## [Exercise directions]
Copy each line of the records below verbatim.
===== Rows =====
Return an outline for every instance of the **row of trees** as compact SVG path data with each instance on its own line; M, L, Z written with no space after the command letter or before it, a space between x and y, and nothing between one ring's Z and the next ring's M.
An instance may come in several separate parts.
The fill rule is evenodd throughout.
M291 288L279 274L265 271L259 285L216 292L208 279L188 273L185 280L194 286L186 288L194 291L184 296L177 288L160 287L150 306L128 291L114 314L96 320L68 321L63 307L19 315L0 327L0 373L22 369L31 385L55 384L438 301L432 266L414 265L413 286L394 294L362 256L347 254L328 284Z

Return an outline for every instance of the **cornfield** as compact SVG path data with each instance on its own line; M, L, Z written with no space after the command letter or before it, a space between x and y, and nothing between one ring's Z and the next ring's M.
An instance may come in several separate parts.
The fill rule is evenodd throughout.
=====
## [Result for this task]
Return an outline for every instance of the **row of trees** as compact SVG path data with each instance on its own line; M, L, Z written with no space after the command letter or before it, a space between x and y, and nothing between one ring's Z and the next ring's M.
An instance may come in several separate parts.
The fill rule is evenodd throughout.
M291 288L279 274L265 271L259 285L216 292L208 279L188 273L185 280L194 286L186 288L194 291L184 296L177 288L160 287L150 306L128 291L114 314L96 320L68 321L63 307L19 315L0 327L0 373L22 369L31 385L55 384L438 301L432 266L414 265L413 286L394 294L362 256L347 254L328 284Z

Return an outline for every instance of the **cornfield** as compact SVG path data with each instance on its own line; M, L, Z written with no space after the command letter or before it, a space between x and y, and nothing between one ring's Z and the next ring's M.
An instance may come in several separate parts.
The fill rule is evenodd throughout.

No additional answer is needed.